• **Problem to solve**
Using the announcement of the Thomas Tallis Trail below, explain in one to three sentences why no composer surpasses Tallis for variety.

• **Text segment**
━━━

We are delighted to launch the second edition of The Thomas Tallis Trail, a unique touring mini-festival which celebrates the music of Thomas Tallis in all five of the places where he is known to have worked.

As with the first outing in 2013, there is just one ensemble, and it could not be a more appropriate one: The Tallis Scholars (TTS). Founded 45 years ago by a juvenile Peter Phillips, TTS is widely regarded as the world’s finest interpreter of Renaissance polyphony.

Nearly half the music is by Thomas Tallis (c. 1505–1585), one of the greatest English composers of all time, and one of the finest composers of polyphony in Europe. None surpasses him for variety; a long life helped, but so did his skill at negotiating the treacherous eddies of religious belief and liturgy that swirled around him during the English Reformation and Counter-Reformation.

Not only his livelihood but also his very survival depended on adapting his creative genius to please both Catholic and Protestant patrons. Simply to have served four disparate monarchs for 40 years is a remarkable achievement.

Other Tudor composers we hear are Taverner, Byrd, Sheppard and Gibbons. Italy is represented by Giovanni Croce and Gregorio Allegri (his Miserere), while Arvo Pärt, John Rutter, Nico Muhly and Matthew Martin provide stunning contemporary pieces, some written specially for TTS.

The festival begins in the City of London at the church of St-Mary-at-Hill and continues to the great Romanesque church of Waltham Abbey in Essex. The next day is spent in Kent, with concerts at Dover Priory and Canterbury Cathedral. On the third day we decamp to Middlesex for the final concert at Hampton Court Palace. As far as possible, music has been chosen to suit Tallis’s association with these buildings.

With the unmatched event-planning skills of Martin Randall Festivals, and TTS’s near-half-century of devotion to Tallis’s compositions, this promises be an exceptionally enthralling, intense and moving three days.

The Thomas Tallis Trail is available as a package which includes not only all five concerts but also two nights’ accommodation, travel by coach, two dinners and a light lunch, tickets to Canterbury Cathedral and Hampton Court Palace for independent visits, a talk by a musicologist, and opportunities to meet Peter Phillips and the singers. There is a choice between two hotels in the historic heart of Canterbury, the 4-star Abode and the Lodge, the cathedral’s conference centre.

━━━

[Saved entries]

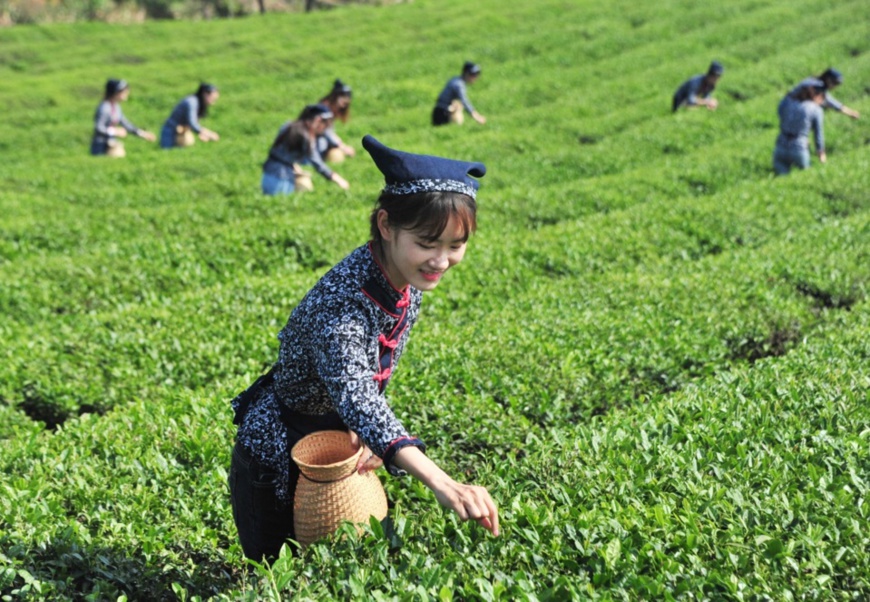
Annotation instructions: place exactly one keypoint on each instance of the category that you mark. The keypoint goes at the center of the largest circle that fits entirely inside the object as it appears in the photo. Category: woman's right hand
(470, 502)
(207, 135)
(342, 183)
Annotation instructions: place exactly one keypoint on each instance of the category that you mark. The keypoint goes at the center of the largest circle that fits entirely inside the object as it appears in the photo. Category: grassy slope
(658, 259)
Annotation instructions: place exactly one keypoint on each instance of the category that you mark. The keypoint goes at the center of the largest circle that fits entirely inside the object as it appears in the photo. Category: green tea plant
(654, 354)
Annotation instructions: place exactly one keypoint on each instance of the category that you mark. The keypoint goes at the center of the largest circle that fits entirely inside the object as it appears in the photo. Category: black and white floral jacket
(337, 353)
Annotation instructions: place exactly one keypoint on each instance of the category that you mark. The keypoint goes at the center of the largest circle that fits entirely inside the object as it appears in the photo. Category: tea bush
(654, 354)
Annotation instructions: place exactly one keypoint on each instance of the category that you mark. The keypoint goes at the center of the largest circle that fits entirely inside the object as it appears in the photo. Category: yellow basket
(330, 489)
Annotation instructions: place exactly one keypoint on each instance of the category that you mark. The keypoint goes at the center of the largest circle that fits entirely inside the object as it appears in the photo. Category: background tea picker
(183, 122)
(342, 344)
(453, 99)
(110, 123)
(295, 145)
(332, 148)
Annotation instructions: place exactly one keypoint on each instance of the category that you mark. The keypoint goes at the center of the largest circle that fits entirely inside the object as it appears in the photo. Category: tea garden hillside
(653, 355)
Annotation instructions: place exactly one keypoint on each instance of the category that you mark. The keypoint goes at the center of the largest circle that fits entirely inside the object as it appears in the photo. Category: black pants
(440, 116)
(263, 521)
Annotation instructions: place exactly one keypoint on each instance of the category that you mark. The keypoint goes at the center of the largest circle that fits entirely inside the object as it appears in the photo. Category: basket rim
(355, 456)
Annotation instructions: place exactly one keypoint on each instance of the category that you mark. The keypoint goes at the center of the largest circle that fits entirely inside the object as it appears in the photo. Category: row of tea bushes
(748, 481)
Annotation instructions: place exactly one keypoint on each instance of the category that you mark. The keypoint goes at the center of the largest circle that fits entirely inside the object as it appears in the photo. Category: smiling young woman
(341, 345)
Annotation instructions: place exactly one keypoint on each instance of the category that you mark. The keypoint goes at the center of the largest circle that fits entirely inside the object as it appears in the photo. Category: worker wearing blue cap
(110, 123)
(831, 78)
(799, 115)
(296, 144)
(342, 344)
(454, 98)
(696, 91)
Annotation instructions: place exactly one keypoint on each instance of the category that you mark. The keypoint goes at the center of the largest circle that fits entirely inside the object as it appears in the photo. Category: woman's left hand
(368, 460)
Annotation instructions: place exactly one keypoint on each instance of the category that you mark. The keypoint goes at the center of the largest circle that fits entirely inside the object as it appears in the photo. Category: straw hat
(330, 489)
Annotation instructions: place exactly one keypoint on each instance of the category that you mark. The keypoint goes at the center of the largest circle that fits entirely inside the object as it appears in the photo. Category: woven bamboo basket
(330, 489)
(303, 182)
(184, 136)
(116, 149)
(334, 155)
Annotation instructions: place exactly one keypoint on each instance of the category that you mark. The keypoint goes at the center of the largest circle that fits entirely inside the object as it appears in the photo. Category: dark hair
(295, 137)
(113, 86)
(470, 68)
(201, 93)
(339, 88)
(831, 77)
(425, 213)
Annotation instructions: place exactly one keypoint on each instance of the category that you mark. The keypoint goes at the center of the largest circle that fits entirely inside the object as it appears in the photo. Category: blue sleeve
(345, 361)
(462, 92)
(103, 118)
(818, 125)
(192, 109)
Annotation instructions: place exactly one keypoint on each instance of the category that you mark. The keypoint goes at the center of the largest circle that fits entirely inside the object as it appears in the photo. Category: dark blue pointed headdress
(407, 173)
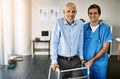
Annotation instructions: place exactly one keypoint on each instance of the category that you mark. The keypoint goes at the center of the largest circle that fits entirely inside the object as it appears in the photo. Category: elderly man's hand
(54, 66)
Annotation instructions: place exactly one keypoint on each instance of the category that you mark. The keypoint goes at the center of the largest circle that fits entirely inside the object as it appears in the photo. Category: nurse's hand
(83, 61)
(54, 66)
(89, 63)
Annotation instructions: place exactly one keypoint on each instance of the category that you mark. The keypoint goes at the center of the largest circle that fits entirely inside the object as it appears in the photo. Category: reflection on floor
(37, 68)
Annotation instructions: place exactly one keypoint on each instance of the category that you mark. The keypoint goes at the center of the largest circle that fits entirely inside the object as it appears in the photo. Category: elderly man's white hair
(70, 4)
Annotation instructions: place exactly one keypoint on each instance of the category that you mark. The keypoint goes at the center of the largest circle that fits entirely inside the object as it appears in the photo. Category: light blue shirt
(66, 40)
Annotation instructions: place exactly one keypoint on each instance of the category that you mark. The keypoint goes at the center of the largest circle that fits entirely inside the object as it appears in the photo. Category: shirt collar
(65, 22)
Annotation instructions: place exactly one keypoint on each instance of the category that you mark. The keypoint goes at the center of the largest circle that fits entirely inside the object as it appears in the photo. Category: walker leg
(49, 74)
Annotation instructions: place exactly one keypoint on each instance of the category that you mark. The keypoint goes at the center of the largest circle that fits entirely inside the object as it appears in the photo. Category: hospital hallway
(37, 68)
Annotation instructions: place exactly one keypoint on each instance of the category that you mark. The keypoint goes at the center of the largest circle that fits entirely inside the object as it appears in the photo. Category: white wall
(1, 48)
(110, 14)
(22, 26)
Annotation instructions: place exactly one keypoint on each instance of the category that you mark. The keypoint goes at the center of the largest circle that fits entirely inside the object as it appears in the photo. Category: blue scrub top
(93, 42)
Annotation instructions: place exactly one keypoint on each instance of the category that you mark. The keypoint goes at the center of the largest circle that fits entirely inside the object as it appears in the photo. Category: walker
(74, 69)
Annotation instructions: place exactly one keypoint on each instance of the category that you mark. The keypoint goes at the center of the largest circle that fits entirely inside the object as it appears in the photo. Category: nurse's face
(69, 13)
(93, 15)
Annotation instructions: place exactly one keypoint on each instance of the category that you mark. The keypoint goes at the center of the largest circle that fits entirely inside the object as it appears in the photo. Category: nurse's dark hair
(93, 6)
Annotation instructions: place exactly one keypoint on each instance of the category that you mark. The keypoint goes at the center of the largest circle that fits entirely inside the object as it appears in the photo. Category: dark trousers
(69, 64)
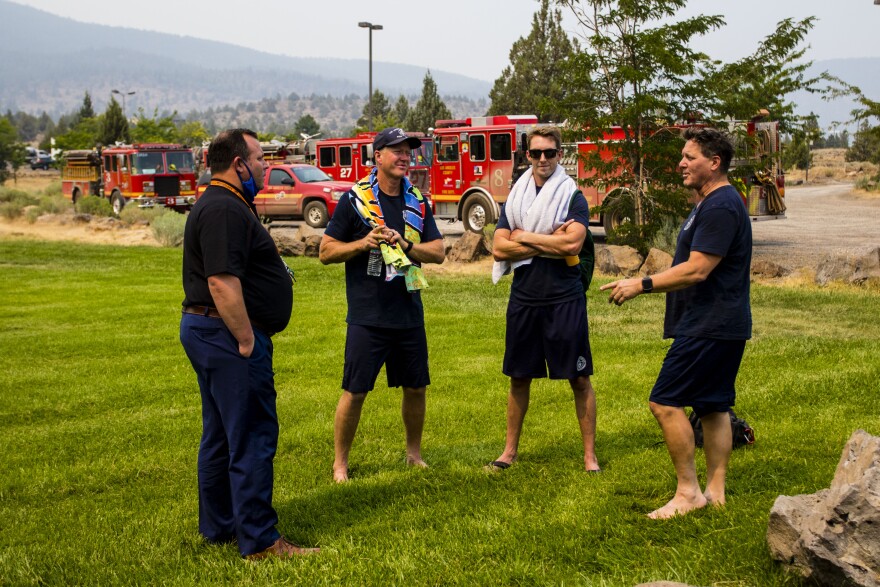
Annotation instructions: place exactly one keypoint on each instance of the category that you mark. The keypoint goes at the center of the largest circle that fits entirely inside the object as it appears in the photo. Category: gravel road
(820, 219)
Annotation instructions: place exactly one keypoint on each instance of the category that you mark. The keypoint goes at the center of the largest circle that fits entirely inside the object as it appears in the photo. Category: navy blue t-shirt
(223, 235)
(372, 301)
(545, 280)
(719, 306)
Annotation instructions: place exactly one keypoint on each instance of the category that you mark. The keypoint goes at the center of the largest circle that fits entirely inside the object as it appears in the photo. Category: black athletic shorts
(553, 337)
(403, 351)
(700, 373)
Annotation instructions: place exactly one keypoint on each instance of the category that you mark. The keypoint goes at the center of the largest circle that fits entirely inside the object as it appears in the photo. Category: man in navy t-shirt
(385, 318)
(539, 235)
(709, 316)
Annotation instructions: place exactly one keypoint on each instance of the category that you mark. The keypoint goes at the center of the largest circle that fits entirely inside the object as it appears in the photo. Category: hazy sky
(470, 37)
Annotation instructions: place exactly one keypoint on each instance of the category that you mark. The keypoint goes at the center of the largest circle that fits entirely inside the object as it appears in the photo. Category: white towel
(542, 213)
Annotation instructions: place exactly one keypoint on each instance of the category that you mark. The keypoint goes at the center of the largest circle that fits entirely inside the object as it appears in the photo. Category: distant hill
(47, 62)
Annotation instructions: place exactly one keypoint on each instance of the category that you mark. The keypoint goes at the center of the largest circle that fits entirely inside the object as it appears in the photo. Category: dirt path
(820, 219)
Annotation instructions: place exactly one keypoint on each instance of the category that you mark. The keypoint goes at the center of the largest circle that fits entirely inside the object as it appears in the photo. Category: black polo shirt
(223, 235)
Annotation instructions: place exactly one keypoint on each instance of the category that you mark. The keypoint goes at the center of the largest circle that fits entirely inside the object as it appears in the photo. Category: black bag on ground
(742, 432)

━━━

• **Exercise result**
His long life helped. So did his skill at negotiating the treacherous eddies of religious belief and liturgy that swirled around him during the English Reformation and Counter-Reformation.